-- begin Text segment --

The organisation of the Mariavite community very much resembles Protestant communities, where each of its members has a right to speak about its problems. Mariavites were not only active on religious grounds, but they ran many cultural, educational and social activities. They were soon organising their own schools, kindergartens, libraries, kitchens for the poor, shops, printing houses, poorhouses, orphanages and factories. Very quickly they built a lot of new churches, which made the Roman Catholic Church look at them with heightened suspicion. In 1911 they finished their main church in Płock called the Temple of Mercy and Charity. They bought also 5 km² of land near Płock that they named after Kozłowska – Felicjanów . Another thing that took them closer to the Protestant tradition was the language of the liturgy, which was since 1906 Polish. Separated from the Roman Catholic Church, they desired reintergration into the historic apostolic succession and their own legitimate bishop. They got into contact with the Old Catholic Church in Utrecht. In 1909 the first Mariavite bishop was ingressed in Utrecht. In 1919 they changed officially the group's name to the Old Catholic Mariavite Church.
The death of Feliksa Kowalska in 1921 closed the first era of the Mariavite movement, when the internal reformation movement changed, involuntarily at first, into the creation of a new denomination. This period was the most successful time for the Mariavites. They developed a lot of activities for the believers. However, gradually the number of the adherents was decreasing and in 1921 there was officially 43 thousand Mariavites. Nevertheless, the number of institutions they created, the buildings they constructed and magazines and books they published were very impressive.
Under the rules of Archbishop Kowalski (1921-1935)

-- end Text segment --
-- begin Data block --

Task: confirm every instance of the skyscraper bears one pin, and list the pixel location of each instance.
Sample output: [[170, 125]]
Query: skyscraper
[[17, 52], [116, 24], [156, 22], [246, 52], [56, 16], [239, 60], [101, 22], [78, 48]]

-- end Data block --

__Exercise__. Please copy the Mariavite movement text above word for word, from its first sentence through its final heading.

__Result below__.
The organisation of the Mariavite community very much resembles Protestant communities, where each of its members has a right to speak about its problems. Mariavites were not only active on religious grounds, but they ran many cultural, educational and social activities. They were soon organising their own schools, kindergartens, libraries, kitchens for the poor, shops, printing houses, poorhouses, orphanages and factories. Very quickly they built a lot of new churches, which made the Roman Catholic Church look at them with heightened suspicion. In 1911 they finished their main church in Płock called the Temple of Mercy and Charity. They bought also 5 km² of land near Płock that they named after Kozłowska – Felicjanów . Another thing that took them closer to the Protestant tradition was the language of the liturgy, which was since 1906 Polish. Separated from the Roman Catholic Church, they desired reintergration into the historic apostolic succession and their own legitimate bishop. They got into contact with the Old Catholic Church in Utrecht. In 1909 the first Mariavite bishop was ingressed in Utrecht. In 1919 they changed officially the group's name to the Old Catholic Mariavite Church.
The death of Feliksa Kowalska in 1921 closed the first era of the Mariavite movement, when the internal reformation movement changed, involuntarily at first, into the creation of a new denomination. This period was the most successful time for the Mariavites. They developed a lot of activities for the believers. However, gradually the number of the adherents was decreasing and in 1921 there was officially 43 thousand Mariavites. Nevertheless, the number of institutions they created, the buildings they constructed and magazines and books they published were very impressive.
Under the rules of Archbishop Kowalski (1921-1935)